Exercise objective. Print the passage of the forum thread on query performance below that opens with the words containing "Thread: Improve performance" and closes with "far too long.", copying it exactly.
**** Excerpt to read
Thread: Improve performance of query

From:
Richard Rowell
Date:

I'm trying to port our application from MS-SQL to Postgres.  We have
implemented all of our rather complicated application security in the
database.  The query that follows takes a half of a second or less on
MS-SQL server and around 5 seconds on Postgres.  My concern is that this
data set is rather "small" by our applications standards.  It is not
unusual for the da_answer table to have 2-4 million records.  I'm
worried that if this very small data set is taking 5 seconds, then a
"regular sized" data set will take far too long.
********
**** Data segment
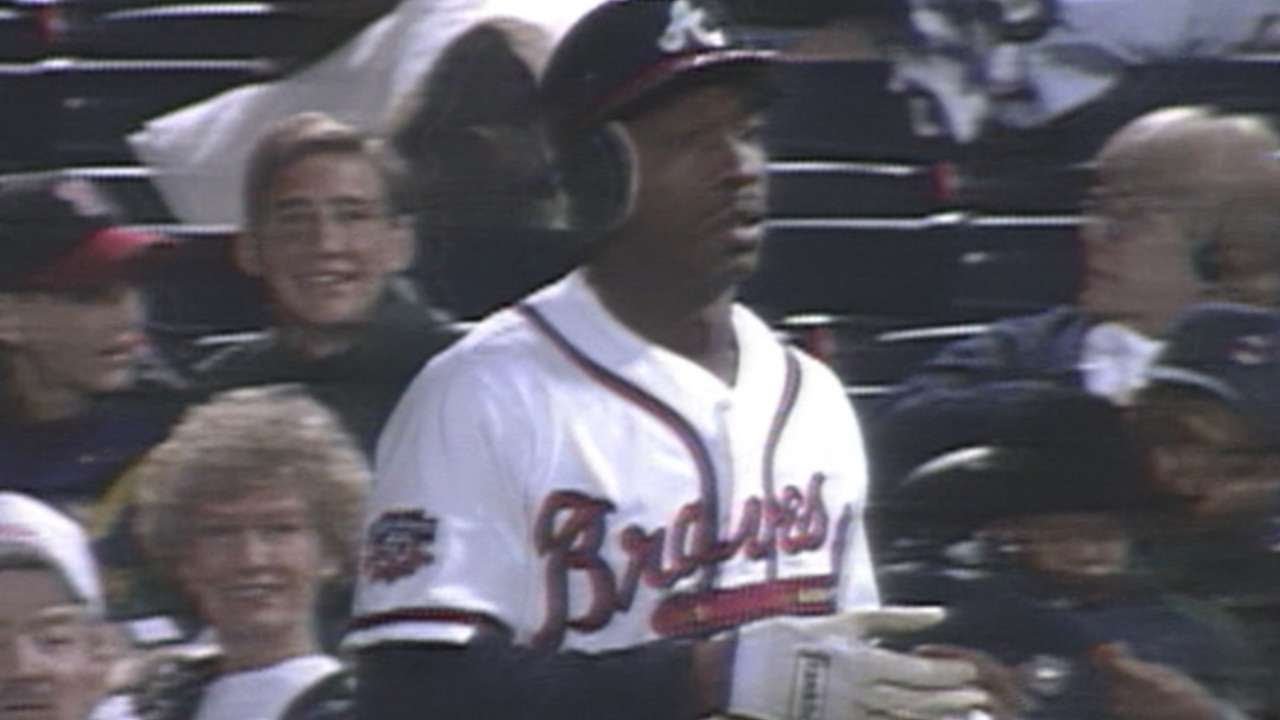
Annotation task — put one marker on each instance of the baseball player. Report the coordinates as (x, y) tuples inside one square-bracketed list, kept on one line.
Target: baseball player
********
Reply.
Thread: Improve performance of query

From:
Richard Rowell
Date:

I'm trying to port our application from MS-SQL to Postgres.  We have
implemented all of our rather complicated application security in the
database.  The query that follows takes a half of a second or less on
MS-SQL server and around 5 seconds on Postgres.  My concern is that this
data set is rather "small" by our applications standards.  It is not
unusual for the da_answer table to have 2-4 million records.  I'm
worried that if this very small data set is taking 5 seconds, then a
"regular sized" data set will take far too long.